Stored items from a collection:
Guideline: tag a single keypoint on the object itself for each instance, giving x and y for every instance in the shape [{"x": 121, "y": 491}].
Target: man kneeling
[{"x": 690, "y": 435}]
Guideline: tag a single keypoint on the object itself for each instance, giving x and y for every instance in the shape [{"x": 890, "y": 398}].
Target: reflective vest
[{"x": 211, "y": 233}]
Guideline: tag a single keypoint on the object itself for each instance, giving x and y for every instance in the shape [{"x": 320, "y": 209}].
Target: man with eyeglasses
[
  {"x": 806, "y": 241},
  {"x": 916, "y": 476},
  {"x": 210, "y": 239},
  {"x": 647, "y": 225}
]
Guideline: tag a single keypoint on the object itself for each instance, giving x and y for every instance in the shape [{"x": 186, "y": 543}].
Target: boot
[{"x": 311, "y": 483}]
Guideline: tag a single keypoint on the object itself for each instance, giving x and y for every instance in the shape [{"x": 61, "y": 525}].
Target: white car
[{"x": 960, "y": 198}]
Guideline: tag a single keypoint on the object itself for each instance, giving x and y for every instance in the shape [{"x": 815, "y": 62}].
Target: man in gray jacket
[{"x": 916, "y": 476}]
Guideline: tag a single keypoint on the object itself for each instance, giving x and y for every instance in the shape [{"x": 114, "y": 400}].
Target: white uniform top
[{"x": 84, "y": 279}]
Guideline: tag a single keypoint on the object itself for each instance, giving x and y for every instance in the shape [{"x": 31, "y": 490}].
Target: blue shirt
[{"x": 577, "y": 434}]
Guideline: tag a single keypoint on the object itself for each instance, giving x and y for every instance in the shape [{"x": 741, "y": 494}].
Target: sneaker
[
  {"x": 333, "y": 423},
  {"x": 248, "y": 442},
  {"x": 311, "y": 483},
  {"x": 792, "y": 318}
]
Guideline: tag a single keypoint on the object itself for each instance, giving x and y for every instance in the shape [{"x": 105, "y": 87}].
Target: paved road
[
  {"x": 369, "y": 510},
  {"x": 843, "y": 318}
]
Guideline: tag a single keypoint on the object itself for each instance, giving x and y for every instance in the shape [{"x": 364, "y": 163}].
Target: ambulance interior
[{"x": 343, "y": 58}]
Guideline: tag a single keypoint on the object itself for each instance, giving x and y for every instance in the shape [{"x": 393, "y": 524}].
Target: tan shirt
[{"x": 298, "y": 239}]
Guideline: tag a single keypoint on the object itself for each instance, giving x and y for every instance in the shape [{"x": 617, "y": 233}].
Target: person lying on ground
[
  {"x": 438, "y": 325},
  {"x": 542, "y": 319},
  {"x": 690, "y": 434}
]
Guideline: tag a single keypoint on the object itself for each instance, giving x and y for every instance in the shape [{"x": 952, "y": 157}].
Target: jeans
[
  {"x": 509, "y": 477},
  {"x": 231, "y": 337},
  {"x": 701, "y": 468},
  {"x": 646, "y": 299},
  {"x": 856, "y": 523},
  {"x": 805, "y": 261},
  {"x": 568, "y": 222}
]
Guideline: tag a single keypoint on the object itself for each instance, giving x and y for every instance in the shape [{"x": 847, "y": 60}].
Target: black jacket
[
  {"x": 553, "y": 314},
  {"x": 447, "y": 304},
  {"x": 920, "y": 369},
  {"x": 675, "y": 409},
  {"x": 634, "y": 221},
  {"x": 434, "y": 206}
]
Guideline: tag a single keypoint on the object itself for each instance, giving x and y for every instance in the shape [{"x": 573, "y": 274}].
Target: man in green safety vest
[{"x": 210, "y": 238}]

Problem statement: Retype every record above exactly.

Response:
Guideline: tag a single keypoint on the object itself for each instance, giving x and y for every instance in the shape [{"x": 121, "y": 491}].
Target: man kneeling
[{"x": 690, "y": 435}]
Guideline: tag a single keypoint on the object itself for each instance, giving x and y for every instance in the shape [{"x": 890, "y": 398}].
Target: reflective vest
[{"x": 211, "y": 233}]
Guideline: tag a single keypoint on the object itself for each instance, giving x and y for every instance in the shape [{"x": 320, "y": 209}].
Target: man with eyeglasses
[
  {"x": 806, "y": 241},
  {"x": 916, "y": 476},
  {"x": 210, "y": 239},
  {"x": 647, "y": 225}
]
Guideline: tag a single keypoint on the object itself for each instance, giving x and y for every instance in the shape [{"x": 186, "y": 543}].
Target: boot
[{"x": 311, "y": 483}]
Guideline: tag a single keypoint on the object itself for each instance, giving x and y for every instance in the shape [{"x": 61, "y": 525}].
Target: white car
[{"x": 960, "y": 198}]
Guideline: tag a single keypoint on the object itself for each instance, giving x and y for every instance in the shape [{"x": 815, "y": 62}].
Target: man in gray jacket
[{"x": 916, "y": 476}]
Guideline: tag a single keypoint on the object itself for each instance, giving x and y for every instance in the shape [{"x": 114, "y": 400}].
Target: white uniform top
[{"x": 84, "y": 279}]
Guideline: tag a single keypoint on the object itself for each instance, giving x and y for every instance in the shape [{"x": 31, "y": 490}].
Target: blue shirt
[{"x": 577, "y": 434}]
Guideline: tag a single keypoint on the object itself for each instance, giving x and y for every instance in the shape [{"x": 741, "y": 494}].
Target: sneaker
[
  {"x": 333, "y": 423},
  {"x": 248, "y": 442},
  {"x": 311, "y": 483},
  {"x": 792, "y": 318}
]
Guideline: tag a single keypoint on the object itself for each instance, giving x and y for every instance in the shape [{"x": 105, "y": 87}].
Target: paved road
[
  {"x": 369, "y": 510},
  {"x": 843, "y": 318}
]
Guideline: tag a single keypoint on the object itself for each instance, giving x and y for every instance in the shape [{"x": 364, "y": 163}].
Target: ambulance interior
[{"x": 343, "y": 58}]
Guideline: tag a single keypoint on the object itself for each instance, giving x and y for every instance in the shape [{"x": 393, "y": 524}].
Target: tan shirt
[{"x": 298, "y": 239}]
Guideline: tag a single keypoint on the object itself for each instance, giving x and y for every instance in the shape [{"x": 617, "y": 233}].
Target: person lying on ground
[
  {"x": 438, "y": 325},
  {"x": 542, "y": 319},
  {"x": 690, "y": 434}
]
Guideline: tag a single keypoint on the object itself for each instance, giving x and y for every instance in the shape [{"x": 952, "y": 157}].
Target: jeans
[
  {"x": 509, "y": 477},
  {"x": 231, "y": 337},
  {"x": 701, "y": 468},
  {"x": 646, "y": 299},
  {"x": 856, "y": 523},
  {"x": 805, "y": 261},
  {"x": 568, "y": 222}
]
Guideline: tag a single keypoint on the object itself for each instance, giving x and y for every instance in the shape [{"x": 847, "y": 60}].
Target: black jacket
[
  {"x": 553, "y": 314},
  {"x": 447, "y": 304},
  {"x": 920, "y": 369},
  {"x": 675, "y": 409},
  {"x": 634, "y": 221},
  {"x": 434, "y": 206}
]
Guideline: tag a single keypoint on the object itself for each instance, giving x and y for every instance in the shape [{"x": 573, "y": 274}].
Target: man in green safety vest
[{"x": 210, "y": 238}]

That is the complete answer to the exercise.